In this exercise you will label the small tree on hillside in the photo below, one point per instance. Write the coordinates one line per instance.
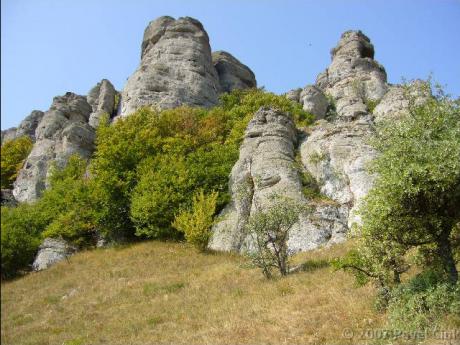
(414, 204)
(13, 154)
(196, 223)
(268, 231)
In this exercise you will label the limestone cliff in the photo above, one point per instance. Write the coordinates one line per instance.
(177, 68)
(334, 151)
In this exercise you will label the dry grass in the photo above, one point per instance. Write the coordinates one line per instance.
(167, 293)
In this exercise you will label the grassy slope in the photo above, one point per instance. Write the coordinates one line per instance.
(156, 292)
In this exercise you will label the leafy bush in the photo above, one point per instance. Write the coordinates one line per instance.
(196, 224)
(64, 211)
(422, 303)
(69, 204)
(20, 235)
(149, 165)
(268, 231)
(13, 154)
(414, 203)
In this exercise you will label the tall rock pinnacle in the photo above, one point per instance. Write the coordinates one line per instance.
(176, 68)
(353, 76)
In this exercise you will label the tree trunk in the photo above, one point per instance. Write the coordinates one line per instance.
(447, 258)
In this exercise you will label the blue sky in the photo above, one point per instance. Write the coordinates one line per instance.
(49, 47)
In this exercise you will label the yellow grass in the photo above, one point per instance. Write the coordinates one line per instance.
(167, 293)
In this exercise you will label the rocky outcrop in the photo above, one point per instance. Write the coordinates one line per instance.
(8, 134)
(294, 95)
(353, 76)
(176, 68)
(50, 252)
(337, 154)
(266, 168)
(7, 198)
(27, 127)
(63, 131)
(232, 73)
(314, 101)
(102, 99)
(395, 104)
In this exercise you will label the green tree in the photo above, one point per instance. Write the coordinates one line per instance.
(414, 205)
(149, 165)
(13, 154)
(196, 223)
(20, 237)
(268, 231)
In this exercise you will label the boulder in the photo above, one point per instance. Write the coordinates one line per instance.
(395, 103)
(30, 124)
(8, 134)
(102, 98)
(176, 68)
(337, 154)
(353, 76)
(266, 167)
(232, 73)
(63, 131)
(294, 95)
(50, 252)
(7, 198)
(314, 101)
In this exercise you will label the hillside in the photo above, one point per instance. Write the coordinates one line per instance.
(163, 293)
(354, 179)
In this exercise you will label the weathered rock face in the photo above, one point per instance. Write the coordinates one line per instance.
(50, 252)
(7, 198)
(266, 168)
(232, 73)
(102, 99)
(395, 103)
(313, 101)
(26, 128)
(294, 94)
(336, 154)
(63, 131)
(175, 69)
(353, 76)
(29, 125)
(8, 134)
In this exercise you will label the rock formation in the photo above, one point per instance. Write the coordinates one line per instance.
(175, 69)
(314, 101)
(232, 73)
(353, 76)
(7, 198)
(27, 127)
(51, 251)
(395, 103)
(102, 99)
(266, 168)
(334, 151)
(8, 134)
(63, 131)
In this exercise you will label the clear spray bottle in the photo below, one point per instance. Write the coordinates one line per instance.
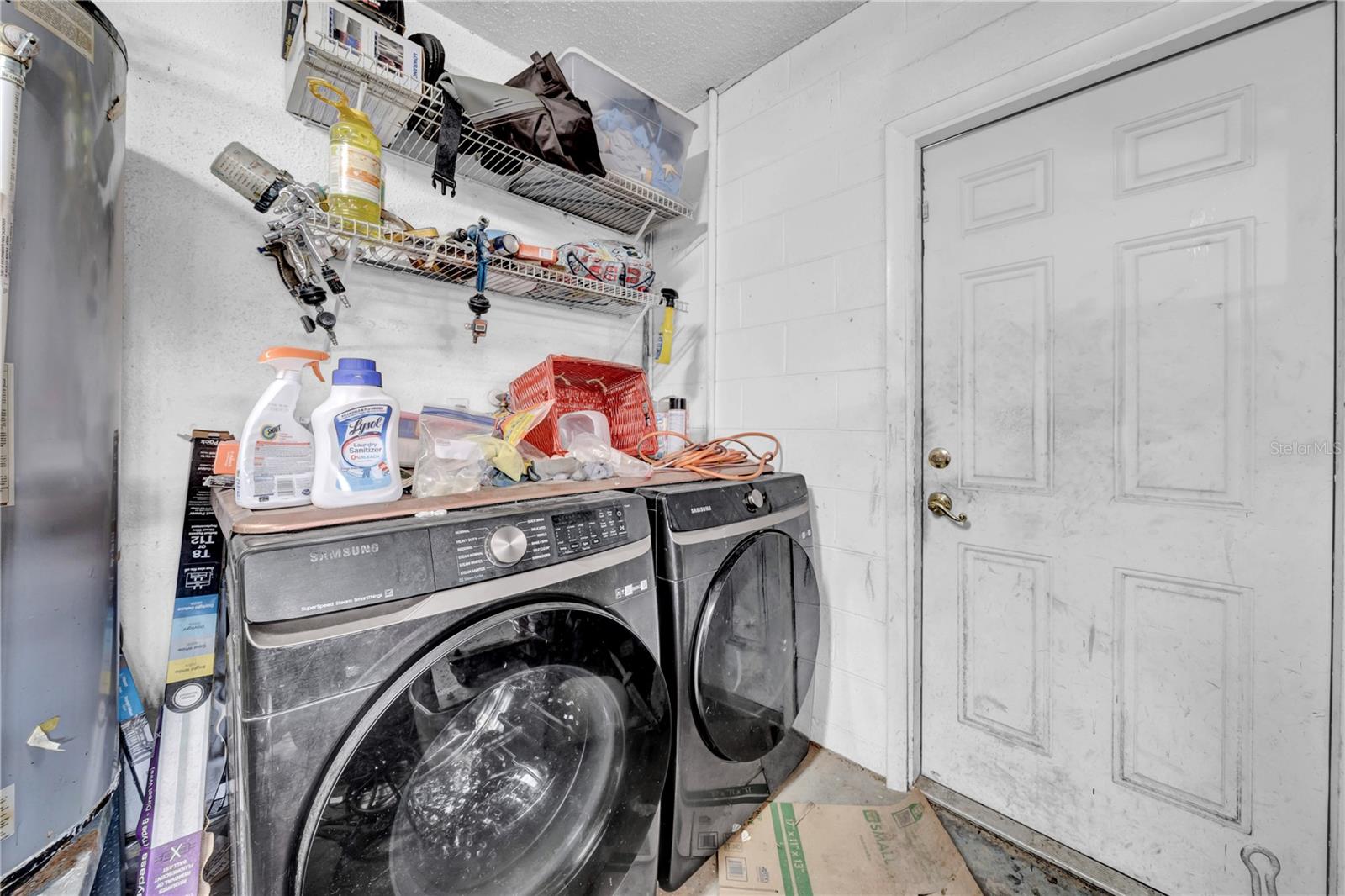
(275, 450)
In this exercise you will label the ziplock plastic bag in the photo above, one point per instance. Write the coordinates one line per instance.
(521, 423)
(450, 461)
(455, 423)
(589, 450)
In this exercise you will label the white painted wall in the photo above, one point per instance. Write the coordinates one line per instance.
(802, 286)
(201, 303)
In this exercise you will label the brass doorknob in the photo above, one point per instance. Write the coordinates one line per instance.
(941, 505)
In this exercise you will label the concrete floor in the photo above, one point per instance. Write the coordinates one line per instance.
(1000, 868)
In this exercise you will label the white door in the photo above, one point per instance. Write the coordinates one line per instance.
(1129, 356)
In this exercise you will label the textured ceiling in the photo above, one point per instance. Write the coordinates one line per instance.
(674, 49)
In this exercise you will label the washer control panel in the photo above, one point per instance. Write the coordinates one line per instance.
(488, 546)
(483, 549)
(582, 532)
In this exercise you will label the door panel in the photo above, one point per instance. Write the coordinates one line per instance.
(1129, 351)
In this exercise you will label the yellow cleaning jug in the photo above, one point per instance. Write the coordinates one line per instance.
(356, 165)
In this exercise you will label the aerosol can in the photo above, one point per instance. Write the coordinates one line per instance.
(276, 451)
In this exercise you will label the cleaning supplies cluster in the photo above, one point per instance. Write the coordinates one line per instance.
(350, 455)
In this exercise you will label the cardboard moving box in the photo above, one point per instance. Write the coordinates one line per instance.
(811, 849)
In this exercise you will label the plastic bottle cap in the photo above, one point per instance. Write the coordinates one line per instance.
(356, 372)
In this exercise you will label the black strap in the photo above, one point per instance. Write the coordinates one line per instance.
(450, 134)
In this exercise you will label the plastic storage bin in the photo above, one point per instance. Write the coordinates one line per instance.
(618, 392)
(639, 136)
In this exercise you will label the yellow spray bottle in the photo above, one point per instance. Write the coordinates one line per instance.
(356, 165)
(665, 354)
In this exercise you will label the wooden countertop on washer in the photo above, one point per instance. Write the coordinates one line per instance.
(240, 521)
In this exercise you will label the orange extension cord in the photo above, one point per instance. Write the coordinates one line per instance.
(705, 456)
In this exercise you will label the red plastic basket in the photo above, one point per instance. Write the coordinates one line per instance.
(620, 392)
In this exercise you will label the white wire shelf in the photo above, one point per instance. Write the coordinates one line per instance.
(451, 261)
(407, 120)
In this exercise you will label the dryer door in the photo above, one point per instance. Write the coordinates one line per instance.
(755, 646)
(522, 755)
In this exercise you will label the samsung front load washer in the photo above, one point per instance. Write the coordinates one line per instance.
(467, 704)
(740, 615)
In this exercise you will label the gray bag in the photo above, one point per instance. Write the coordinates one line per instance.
(488, 103)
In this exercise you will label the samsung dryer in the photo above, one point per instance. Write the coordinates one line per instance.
(740, 616)
(466, 704)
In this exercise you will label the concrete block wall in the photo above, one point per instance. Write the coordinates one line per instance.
(802, 286)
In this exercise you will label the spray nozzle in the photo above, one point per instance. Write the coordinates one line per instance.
(282, 358)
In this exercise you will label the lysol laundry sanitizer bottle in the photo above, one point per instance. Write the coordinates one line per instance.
(276, 451)
(356, 439)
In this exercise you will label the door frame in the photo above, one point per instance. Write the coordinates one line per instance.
(1152, 38)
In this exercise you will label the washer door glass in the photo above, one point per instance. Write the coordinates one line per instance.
(755, 646)
(525, 755)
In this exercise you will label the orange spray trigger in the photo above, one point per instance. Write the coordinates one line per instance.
(284, 358)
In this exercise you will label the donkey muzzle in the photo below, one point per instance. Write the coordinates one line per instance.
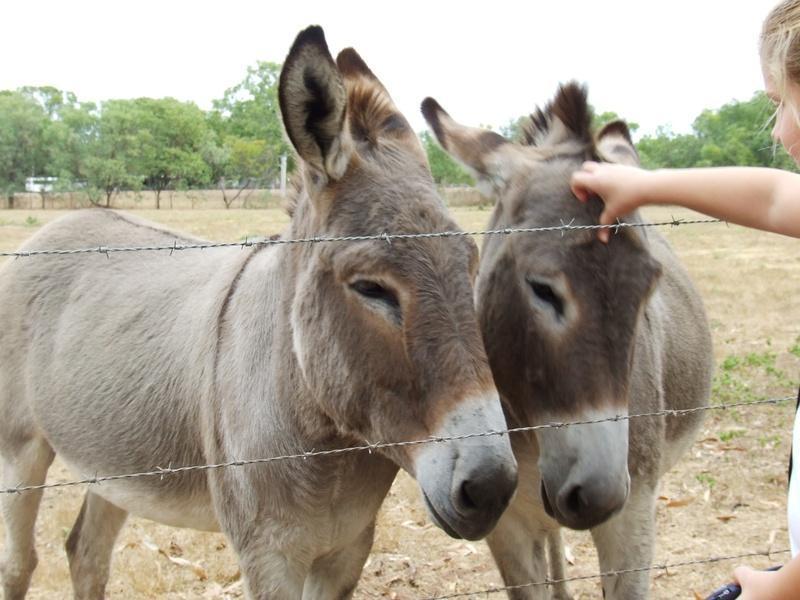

____________________

▶ **What the exercise asks**:
Copy every item above word for word, line by line, and omit the pictures from your copy.

▶ **Exercise response**:
In this exercise you will label the small tree on hillside in the photo below, one point per instance. Write the coordinates one line per instance.
(414, 204)
(13, 154)
(196, 223)
(268, 231)
In this exercise you will label the limestone cliff in the photo above, one point per instance. Write the coordinates one line per instance.
(177, 68)
(334, 151)
In this exercise you will label the dry grass in the photo above, one point per instance. Write the coordinates one line per instance.
(167, 293)
In this exercise you will label the grassy slope in the photo above, one point per instance. Write the coordinates one line per instance.
(156, 292)
In this exercise you will label the leafy bush in the photo above, one point per instance. Write the coordinates one line per instance.
(196, 224)
(64, 211)
(422, 303)
(69, 204)
(20, 235)
(149, 165)
(268, 231)
(13, 154)
(414, 203)
In this exercise you will label the tall rock pinnacle in the photo above, one point per instance. Write the coordinates one line per instance.
(176, 68)
(353, 76)
In this exercise you will label the tree trunk in the photo above, one point per instance. Write the coordinates one line per instance.
(447, 258)
In this exercise you will label the blue sky in the photo above, one point per instance. Write the coordinates one line per instance.
(49, 47)
In this exercise you will label the yellow grass in the photo above, one point per instance. Write the coordinates one line per instance.
(167, 293)
In this exercise you will label the rocky outcrop in the photo above, one point per instance. Write the coordinates one line per instance.
(8, 134)
(294, 95)
(353, 76)
(176, 68)
(50, 252)
(337, 154)
(266, 168)
(7, 198)
(27, 127)
(63, 131)
(232, 73)
(314, 101)
(102, 99)
(395, 104)
In this exercise you will label the green tree in the photo above, one point per instance. Write the coordinates one line per instance.
(414, 205)
(149, 165)
(13, 154)
(196, 223)
(20, 237)
(268, 231)
In this exercise you will label the boulder in the photo above, one point per instance. Write the coordinates one line per instance.
(395, 103)
(30, 124)
(8, 134)
(102, 98)
(176, 68)
(337, 154)
(353, 76)
(266, 167)
(232, 73)
(63, 131)
(294, 95)
(50, 252)
(7, 198)
(314, 101)
In this exercise you will label the hillside in the photo above, one point per instance. Write the coordinates one line per instance.
(163, 293)
(354, 179)
In this exercise you will label the weathered rock face in the photo above, one point per instance. Write the coordinates one line per instance.
(50, 252)
(7, 198)
(266, 168)
(232, 73)
(102, 99)
(395, 103)
(313, 101)
(26, 128)
(294, 94)
(336, 154)
(63, 131)
(175, 69)
(353, 76)
(29, 125)
(8, 134)
In this exercise you will label the rock formation in the photo above, one point per instance. Write the coordinates one line per instance.
(175, 69)
(314, 101)
(232, 73)
(353, 76)
(7, 198)
(27, 127)
(51, 251)
(395, 103)
(102, 99)
(266, 168)
(334, 151)
(8, 134)
(63, 131)
In this exercise you will label the clear spray bottle in the photo below, one point per instance. Write the coordinates one line per instance.
(275, 450)
In this exercise you will label the ziplock plastic bag in the photo above, one point per instance. Write the coordinates one line per instance.
(521, 423)
(450, 461)
(455, 423)
(589, 450)
In this exercise you will label the white painted wall in the photo above, one point per instance. Write the coordinates one line per instance.
(802, 286)
(201, 303)
In this exercise you will label the brass doorknob in the photo above, one point per instance. Write the coordinates one line per instance.
(941, 505)
In this exercise you will label the concrete floor in the photo above, one point per instance. Write the coordinates one line per instance.
(1000, 868)
In this exercise you will label the white door in the photo above, one point per instance. Write the coordinates one line per instance.
(1129, 356)
In this exercise you will label the textured ceiling in the photo above, one point per instance. Write the coordinates one line per instance.
(674, 49)
In this exercise you will label the washer control panel in the photo above, one point per instance. Write the coordinates one line per instance.
(488, 546)
(483, 549)
(582, 532)
In this exercise you will label the door panel in the photo above, one point per instance. Write the coordinates one line per instance.
(1129, 351)
In this exercise you will label the yellow cleaning jug in the photo above, one point per instance. Write the coordinates one line per instance.
(356, 165)
In this exercise you will label the aerosol can in the photo above, one point per instance. Write the coordinates one line per instance.
(276, 451)
In this exercise you will label the cleaning supplies cluster in the photo above, one point per instance. Write the coordinates one line per instance.
(350, 455)
In this exercise you will label the cardboard moving box in the photo above, one point per instance. Write the coordinates one line per instance.
(811, 849)
In this exercise you will label the plastic bottle cap in the photo above, one point per instance. Write the coordinates one line per instance.
(356, 372)
In this exercise you will label the black strap in the photo above, one point per instance. Write the coordinates one line per instance.
(450, 134)
In this exercise you will label the plastic storage bin in the photo above, one point per instance. Write the coordinates one line per instance.
(618, 392)
(639, 136)
In this exercise you will label the yellow spray bottle in the photo above, one point per instance. Write the coordinates one line per instance.
(356, 165)
(665, 354)
In this exercise you will label the wooden countertop on washer in the photo above, one point per instance. Write the coordinates one line per instance.
(240, 521)
In this exercise you will label the orange extension cord in the photo above, one point per instance. Write the coordinates one line per instance.
(705, 456)
In this exercise you will label the red plastic basket in the photo above, one point per instance. Write the coordinates one line per instance.
(620, 392)
In this exercise you will label the white wire shelf in the photo above, one point per instance. Write the coordinates one line per instance.
(451, 261)
(407, 120)
In this exercise you will label the dryer door in the photo above, one point per instance. Write the coordinates one line per instance.
(755, 646)
(522, 755)
In this exercise you will label the samsung front load washer in the photo above, one point per instance. Write the coordinates one line per instance.
(467, 704)
(740, 615)
In this exercise you will label the gray bag in the photo above, one point per instance. Write the coordinates one line per instance.
(488, 103)
In this exercise you will label the samsung dryer in the photo above, one point per instance. Write the coordinates one line per instance.
(740, 616)
(466, 704)
In this exercise you will label the concrete block wall in the photo above, one point per instance. Write the coordinates one line per instance.
(802, 286)
In this exercise you will label the spray nozzle in the photo above, one point per instance. Write the coordinates one line per instance.
(282, 358)
In this exercise you will label the lysol laundry sanitizer bottle in the photo above, one point per instance. Write the coordinates one line per instance.
(276, 451)
(356, 439)
In this exercise you will label the door frame in the photo above, one point per instance. Write the coordinates one line per instance.
(1152, 38)
In this exercise you will label the washer door glass in the photo above, one point per instance. Write the coordinates one line per instance.
(755, 646)
(525, 755)
In this exercise you will label the orange spray trigger in the photo above, one point per instance. Write the coordinates one line per instance.
(284, 358)
In this exercise you will label the donkey muzzle in the photo below, one point per instance. Write the coordinates one line per instance.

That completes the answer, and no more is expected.